● **Task**: Lay out the data between the lines holding "of the spanish" and "point(150, 359)", inclusive, as a two-column CSV with the headers instruction and response. Give one row per request, putting its text and its answer each in a single quoted field with line breaks replaced by spaces.

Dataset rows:
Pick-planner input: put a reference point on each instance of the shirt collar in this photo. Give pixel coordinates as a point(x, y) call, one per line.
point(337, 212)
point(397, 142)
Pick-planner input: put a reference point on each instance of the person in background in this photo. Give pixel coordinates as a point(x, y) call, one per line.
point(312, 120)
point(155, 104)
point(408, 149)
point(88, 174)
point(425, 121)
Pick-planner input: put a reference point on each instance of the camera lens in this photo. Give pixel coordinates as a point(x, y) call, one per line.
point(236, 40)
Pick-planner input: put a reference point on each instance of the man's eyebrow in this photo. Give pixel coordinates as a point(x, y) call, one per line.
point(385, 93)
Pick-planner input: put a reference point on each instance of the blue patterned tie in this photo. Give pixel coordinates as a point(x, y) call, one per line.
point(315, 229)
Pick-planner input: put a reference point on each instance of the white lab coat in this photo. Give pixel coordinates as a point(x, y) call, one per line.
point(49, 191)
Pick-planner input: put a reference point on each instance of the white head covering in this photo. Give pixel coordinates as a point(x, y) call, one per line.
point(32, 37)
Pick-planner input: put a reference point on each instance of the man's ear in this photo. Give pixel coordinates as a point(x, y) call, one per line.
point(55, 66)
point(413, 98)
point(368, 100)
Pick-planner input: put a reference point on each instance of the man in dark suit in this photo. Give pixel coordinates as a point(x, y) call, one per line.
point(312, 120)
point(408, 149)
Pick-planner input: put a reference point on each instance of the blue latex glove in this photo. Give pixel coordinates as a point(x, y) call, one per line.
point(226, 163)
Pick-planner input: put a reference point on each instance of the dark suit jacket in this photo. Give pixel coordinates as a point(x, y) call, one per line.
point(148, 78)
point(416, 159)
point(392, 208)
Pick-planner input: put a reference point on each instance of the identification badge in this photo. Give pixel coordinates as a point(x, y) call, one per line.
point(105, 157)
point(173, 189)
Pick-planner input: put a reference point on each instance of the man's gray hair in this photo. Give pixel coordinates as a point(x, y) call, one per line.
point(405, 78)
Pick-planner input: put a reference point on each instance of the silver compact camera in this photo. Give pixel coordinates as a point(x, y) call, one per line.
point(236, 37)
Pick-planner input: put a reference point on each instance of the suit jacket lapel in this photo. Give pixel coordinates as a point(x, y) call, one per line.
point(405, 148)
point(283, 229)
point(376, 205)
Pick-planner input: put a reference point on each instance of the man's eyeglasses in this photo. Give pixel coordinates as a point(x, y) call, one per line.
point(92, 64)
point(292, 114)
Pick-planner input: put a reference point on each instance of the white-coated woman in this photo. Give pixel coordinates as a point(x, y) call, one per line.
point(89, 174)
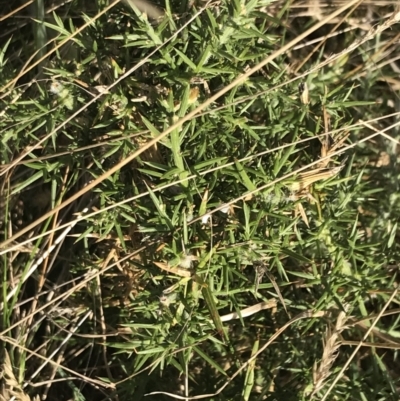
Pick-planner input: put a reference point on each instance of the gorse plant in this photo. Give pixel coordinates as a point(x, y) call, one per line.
point(164, 236)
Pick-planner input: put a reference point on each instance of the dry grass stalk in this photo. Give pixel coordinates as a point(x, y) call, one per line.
point(332, 345)
point(11, 387)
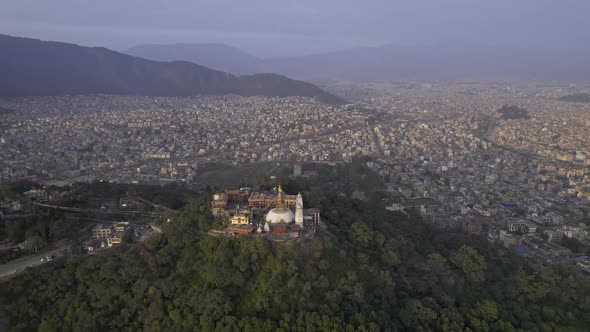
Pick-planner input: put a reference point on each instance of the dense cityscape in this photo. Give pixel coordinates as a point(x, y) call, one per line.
point(441, 148)
point(289, 166)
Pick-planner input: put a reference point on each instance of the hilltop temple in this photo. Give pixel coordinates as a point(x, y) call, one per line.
point(266, 213)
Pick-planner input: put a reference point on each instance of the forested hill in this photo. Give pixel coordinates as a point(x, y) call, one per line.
point(375, 271)
point(34, 67)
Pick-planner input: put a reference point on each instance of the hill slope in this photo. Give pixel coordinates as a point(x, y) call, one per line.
point(216, 56)
point(34, 67)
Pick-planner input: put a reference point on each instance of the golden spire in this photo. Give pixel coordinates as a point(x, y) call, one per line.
point(280, 198)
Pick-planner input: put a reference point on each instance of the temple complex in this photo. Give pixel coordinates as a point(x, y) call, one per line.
point(266, 213)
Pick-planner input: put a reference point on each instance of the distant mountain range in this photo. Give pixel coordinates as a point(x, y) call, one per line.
point(391, 62)
point(34, 67)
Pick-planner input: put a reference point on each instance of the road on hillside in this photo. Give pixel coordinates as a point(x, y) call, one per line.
point(18, 265)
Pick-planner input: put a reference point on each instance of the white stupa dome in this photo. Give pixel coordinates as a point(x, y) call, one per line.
point(280, 215)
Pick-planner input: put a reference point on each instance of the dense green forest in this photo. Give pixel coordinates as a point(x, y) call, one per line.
point(372, 270)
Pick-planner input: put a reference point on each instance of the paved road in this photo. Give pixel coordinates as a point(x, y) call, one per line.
point(20, 264)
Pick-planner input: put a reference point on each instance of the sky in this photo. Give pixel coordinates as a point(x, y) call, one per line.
point(270, 28)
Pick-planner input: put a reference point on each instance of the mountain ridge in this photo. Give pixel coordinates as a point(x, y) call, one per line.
point(34, 67)
point(445, 62)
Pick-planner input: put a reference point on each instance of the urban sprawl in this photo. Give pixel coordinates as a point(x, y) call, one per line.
point(443, 149)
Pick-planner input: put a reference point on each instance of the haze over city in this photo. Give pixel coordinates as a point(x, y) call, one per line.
point(294, 165)
point(268, 28)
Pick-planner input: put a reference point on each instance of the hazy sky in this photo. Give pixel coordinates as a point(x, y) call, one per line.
point(284, 27)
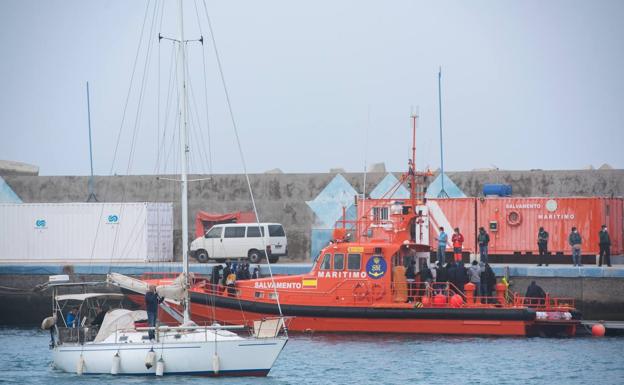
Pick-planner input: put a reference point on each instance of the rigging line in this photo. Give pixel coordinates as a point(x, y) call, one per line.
point(201, 132)
point(140, 104)
point(146, 67)
point(205, 95)
point(123, 118)
point(168, 104)
point(240, 149)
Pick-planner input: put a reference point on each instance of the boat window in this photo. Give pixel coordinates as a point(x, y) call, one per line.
point(326, 264)
point(276, 231)
point(234, 232)
point(254, 231)
point(380, 213)
point(354, 262)
point(215, 232)
point(338, 261)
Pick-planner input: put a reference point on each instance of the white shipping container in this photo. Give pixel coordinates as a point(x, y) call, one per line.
point(86, 232)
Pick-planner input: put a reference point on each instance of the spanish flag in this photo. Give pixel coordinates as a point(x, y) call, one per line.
point(308, 283)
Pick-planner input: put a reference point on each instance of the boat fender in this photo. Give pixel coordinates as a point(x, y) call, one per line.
point(48, 322)
point(215, 363)
point(116, 363)
point(160, 367)
point(377, 291)
point(80, 366)
point(360, 291)
point(150, 359)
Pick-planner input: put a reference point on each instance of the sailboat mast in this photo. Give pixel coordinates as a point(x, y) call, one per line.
point(184, 153)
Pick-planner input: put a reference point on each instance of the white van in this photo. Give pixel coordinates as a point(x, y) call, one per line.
point(241, 240)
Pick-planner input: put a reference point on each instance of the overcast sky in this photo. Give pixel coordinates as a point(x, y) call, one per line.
point(526, 84)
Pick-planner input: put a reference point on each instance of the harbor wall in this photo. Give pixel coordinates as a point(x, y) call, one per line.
point(598, 293)
point(282, 197)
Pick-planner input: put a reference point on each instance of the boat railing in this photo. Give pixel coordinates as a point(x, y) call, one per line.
point(75, 335)
point(547, 303)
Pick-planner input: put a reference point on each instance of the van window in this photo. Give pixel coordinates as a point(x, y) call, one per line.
point(215, 232)
point(338, 261)
point(254, 231)
point(353, 262)
point(234, 232)
point(276, 231)
point(326, 264)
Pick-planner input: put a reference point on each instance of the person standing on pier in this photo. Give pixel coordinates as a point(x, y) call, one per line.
point(484, 240)
point(605, 246)
point(152, 300)
point(575, 241)
point(442, 240)
point(458, 241)
point(542, 246)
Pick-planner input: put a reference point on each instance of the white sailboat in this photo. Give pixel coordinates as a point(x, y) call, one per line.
point(118, 346)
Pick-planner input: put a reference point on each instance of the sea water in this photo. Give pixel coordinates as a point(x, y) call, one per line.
point(366, 359)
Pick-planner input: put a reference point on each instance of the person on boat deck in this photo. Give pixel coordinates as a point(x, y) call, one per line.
point(542, 246)
point(535, 294)
point(605, 246)
point(484, 240)
point(441, 273)
point(99, 317)
point(72, 318)
point(227, 270)
point(410, 277)
point(215, 276)
point(152, 299)
point(474, 272)
point(451, 270)
point(426, 275)
point(230, 283)
point(488, 280)
point(256, 273)
point(458, 241)
point(442, 241)
point(575, 241)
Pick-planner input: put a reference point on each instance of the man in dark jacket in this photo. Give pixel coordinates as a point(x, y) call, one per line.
point(542, 245)
point(605, 246)
point(484, 240)
point(462, 276)
point(575, 241)
point(152, 299)
point(227, 270)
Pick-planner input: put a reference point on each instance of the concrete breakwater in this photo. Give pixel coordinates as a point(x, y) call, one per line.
point(598, 292)
point(282, 197)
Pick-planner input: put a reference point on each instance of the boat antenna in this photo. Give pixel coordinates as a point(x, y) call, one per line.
point(184, 154)
point(91, 196)
point(366, 151)
point(442, 193)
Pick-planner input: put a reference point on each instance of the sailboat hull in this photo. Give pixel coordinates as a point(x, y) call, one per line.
point(236, 357)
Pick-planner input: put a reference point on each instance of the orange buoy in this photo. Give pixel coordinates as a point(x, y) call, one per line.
point(439, 299)
point(598, 330)
point(456, 300)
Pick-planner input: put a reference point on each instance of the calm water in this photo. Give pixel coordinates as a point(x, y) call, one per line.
point(365, 359)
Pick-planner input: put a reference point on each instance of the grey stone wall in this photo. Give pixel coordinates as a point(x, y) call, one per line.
point(281, 197)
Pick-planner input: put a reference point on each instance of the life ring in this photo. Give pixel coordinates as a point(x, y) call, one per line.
point(514, 218)
point(360, 291)
point(377, 291)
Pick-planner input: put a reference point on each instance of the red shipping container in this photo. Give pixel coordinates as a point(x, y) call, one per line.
point(513, 223)
point(451, 213)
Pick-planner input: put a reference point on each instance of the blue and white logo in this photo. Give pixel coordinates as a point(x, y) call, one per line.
point(376, 267)
point(113, 219)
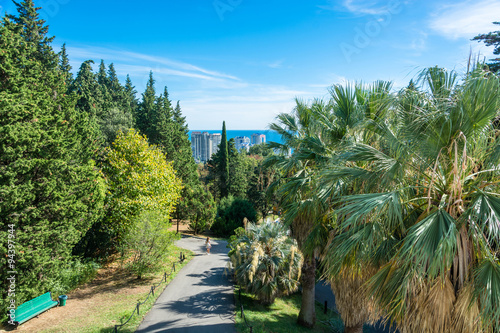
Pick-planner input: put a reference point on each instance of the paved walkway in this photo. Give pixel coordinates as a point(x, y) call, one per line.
point(200, 298)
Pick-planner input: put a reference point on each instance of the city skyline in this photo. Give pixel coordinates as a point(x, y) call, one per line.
point(246, 61)
point(204, 144)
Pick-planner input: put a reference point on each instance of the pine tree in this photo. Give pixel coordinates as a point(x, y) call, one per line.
point(130, 99)
point(115, 89)
point(65, 67)
point(492, 39)
point(146, 110)
point(101, 75)
point(87, 89)
point(50, 190)
point(33, 30)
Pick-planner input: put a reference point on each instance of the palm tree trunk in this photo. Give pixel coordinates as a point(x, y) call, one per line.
point(307, 314)
point(354, 329)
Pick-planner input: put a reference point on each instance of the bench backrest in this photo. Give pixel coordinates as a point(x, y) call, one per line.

● **Answer to this task**:
instruction,response
"Pick-planner input: put a reference point on each instance of the spanish flag in this photo. Give pixel coordinates as a point(x, y) call, one per line.","point(308, 283)"
"Pick-planner input: put a reference point on each instance of the boat fender in this photo. Give pixel coordinates as a point(x, y) call, one per line.","point(48, 322) point(215, 363) point(116, 363) point(160, 367) point(377, 291) point(80, 366) point(360, 291) point(150, 359)"